EXERCISE DATA –
......
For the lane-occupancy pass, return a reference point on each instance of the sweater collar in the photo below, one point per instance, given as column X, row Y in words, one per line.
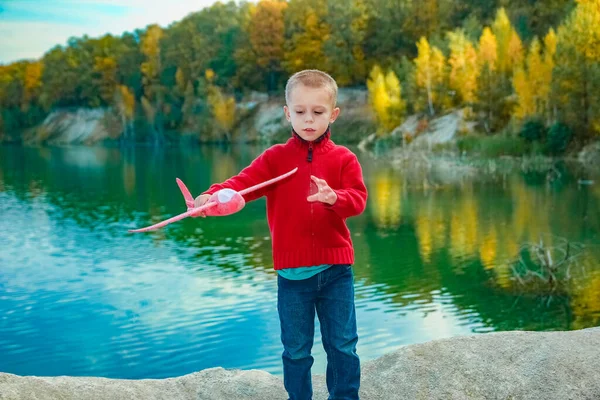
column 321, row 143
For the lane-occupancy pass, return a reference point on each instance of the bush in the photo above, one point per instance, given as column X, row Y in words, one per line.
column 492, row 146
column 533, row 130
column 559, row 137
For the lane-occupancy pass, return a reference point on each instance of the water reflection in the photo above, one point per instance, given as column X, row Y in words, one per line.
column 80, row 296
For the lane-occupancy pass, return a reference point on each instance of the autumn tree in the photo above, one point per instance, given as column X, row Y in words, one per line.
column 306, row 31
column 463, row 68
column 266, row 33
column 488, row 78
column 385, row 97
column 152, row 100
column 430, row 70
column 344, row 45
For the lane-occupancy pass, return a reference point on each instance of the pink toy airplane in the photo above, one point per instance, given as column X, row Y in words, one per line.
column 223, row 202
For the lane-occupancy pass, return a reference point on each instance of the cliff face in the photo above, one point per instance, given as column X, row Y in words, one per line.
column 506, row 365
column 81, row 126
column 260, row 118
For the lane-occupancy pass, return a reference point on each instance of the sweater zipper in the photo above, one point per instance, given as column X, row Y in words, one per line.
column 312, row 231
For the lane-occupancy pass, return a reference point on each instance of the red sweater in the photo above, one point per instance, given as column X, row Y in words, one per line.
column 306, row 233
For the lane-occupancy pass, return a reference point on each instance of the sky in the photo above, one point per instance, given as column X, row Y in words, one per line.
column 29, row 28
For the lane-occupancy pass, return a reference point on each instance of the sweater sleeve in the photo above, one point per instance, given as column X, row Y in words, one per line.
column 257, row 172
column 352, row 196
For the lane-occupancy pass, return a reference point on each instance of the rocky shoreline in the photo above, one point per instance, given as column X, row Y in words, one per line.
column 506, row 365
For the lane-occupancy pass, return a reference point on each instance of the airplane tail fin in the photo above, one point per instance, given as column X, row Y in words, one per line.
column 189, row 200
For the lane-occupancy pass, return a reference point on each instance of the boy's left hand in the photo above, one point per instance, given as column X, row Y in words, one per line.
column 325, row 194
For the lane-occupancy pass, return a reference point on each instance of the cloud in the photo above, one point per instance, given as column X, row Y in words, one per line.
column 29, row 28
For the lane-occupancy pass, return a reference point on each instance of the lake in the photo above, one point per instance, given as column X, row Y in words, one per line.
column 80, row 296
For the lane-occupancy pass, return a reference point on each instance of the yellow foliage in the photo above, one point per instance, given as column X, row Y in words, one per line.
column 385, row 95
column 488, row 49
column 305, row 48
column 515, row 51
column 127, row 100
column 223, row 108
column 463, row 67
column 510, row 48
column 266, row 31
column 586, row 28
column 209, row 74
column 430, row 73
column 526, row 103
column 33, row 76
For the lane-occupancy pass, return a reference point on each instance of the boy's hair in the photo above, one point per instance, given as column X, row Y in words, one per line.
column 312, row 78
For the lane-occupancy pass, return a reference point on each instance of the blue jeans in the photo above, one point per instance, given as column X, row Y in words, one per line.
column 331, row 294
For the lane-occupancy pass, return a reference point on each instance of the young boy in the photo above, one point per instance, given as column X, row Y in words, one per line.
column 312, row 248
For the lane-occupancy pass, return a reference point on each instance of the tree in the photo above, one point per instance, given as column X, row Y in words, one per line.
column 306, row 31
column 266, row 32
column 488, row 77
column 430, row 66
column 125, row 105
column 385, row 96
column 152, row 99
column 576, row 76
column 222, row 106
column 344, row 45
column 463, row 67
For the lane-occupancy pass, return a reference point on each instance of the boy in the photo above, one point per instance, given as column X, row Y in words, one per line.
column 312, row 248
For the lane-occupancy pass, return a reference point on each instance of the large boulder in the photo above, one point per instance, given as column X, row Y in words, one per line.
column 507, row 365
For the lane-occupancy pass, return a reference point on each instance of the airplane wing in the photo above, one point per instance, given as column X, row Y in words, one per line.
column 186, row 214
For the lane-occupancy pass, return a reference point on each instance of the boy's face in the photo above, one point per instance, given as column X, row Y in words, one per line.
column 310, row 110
......
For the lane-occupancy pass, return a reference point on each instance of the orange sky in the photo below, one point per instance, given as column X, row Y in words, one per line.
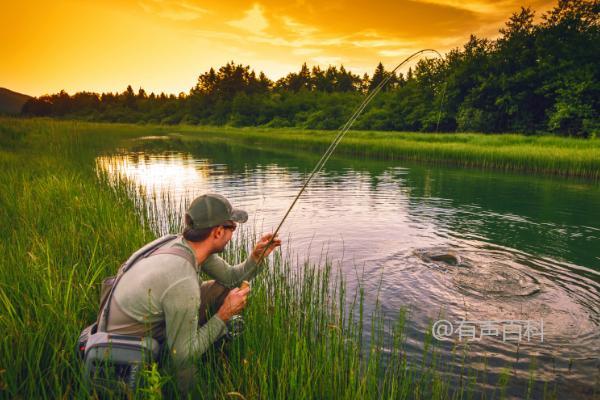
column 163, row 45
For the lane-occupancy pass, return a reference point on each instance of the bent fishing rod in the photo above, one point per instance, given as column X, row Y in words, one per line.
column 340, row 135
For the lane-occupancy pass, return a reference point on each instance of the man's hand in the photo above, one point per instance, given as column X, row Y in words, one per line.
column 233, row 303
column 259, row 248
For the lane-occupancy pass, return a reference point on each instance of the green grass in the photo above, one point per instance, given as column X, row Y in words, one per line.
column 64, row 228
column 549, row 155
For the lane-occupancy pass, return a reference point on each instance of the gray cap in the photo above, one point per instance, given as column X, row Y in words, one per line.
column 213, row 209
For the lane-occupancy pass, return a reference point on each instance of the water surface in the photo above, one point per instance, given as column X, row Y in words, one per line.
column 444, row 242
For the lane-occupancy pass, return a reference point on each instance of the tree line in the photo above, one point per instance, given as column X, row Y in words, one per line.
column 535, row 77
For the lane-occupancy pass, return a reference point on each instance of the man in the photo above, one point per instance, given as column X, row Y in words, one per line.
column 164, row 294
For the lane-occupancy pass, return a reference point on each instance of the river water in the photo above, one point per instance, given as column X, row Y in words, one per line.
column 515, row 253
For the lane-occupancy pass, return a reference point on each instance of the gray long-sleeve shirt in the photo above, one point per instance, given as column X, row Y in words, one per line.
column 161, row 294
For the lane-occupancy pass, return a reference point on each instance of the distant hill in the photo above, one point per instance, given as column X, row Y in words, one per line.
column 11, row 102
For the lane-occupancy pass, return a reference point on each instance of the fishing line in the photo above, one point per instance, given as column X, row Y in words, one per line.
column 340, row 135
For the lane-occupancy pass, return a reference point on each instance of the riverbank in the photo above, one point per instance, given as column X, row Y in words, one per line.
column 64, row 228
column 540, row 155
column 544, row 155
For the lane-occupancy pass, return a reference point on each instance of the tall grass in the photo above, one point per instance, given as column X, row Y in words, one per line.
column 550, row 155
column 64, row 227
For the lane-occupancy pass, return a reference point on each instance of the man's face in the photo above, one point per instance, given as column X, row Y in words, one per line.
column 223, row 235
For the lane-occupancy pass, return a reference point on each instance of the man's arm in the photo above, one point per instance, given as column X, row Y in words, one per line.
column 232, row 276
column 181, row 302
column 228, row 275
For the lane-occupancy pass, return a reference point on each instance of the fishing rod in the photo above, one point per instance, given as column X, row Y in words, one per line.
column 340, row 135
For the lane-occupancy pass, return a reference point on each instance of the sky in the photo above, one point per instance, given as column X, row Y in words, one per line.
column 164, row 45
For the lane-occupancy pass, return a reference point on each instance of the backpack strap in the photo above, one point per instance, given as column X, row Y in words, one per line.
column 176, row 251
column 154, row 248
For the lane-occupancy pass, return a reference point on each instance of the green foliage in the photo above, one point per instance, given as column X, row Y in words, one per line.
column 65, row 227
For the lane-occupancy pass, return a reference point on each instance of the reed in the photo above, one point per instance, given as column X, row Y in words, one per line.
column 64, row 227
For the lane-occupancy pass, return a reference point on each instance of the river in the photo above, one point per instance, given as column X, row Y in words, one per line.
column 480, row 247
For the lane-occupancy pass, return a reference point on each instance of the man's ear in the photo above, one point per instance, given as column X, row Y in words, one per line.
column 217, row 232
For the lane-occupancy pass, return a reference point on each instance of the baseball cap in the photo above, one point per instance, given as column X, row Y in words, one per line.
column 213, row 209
......
OBJECTIVE –
Transcribe word for word the data from the line containing "of the autumn" through the line containing "column 260, row 118", both lines included.

RESPONSE –
For the lane-occupancy pass, return a reference point on each instance of the autumn tree in the photo above, one point per instance, given as column X, row Y in words, one per line.
column 306, row 31
column 463, row 68
column 266, row 33
column 488, row 78
column 385, row 97
column 152, row 100
column 430, row 70
column 344, row 45
For the lane-occupancy pass, return a reference point on each instance of the pink toy airplane in the photo above, one point per instance, given as column X, row Y in words, one per line.
column 223, row 202
For the lane-occupancy pass, return a reference point on each instance of the cliff face in the photo above, one point per instance, given as column X, row Y in words, one per line.
column 506, row 365
column 81, row 126
column 260, row 118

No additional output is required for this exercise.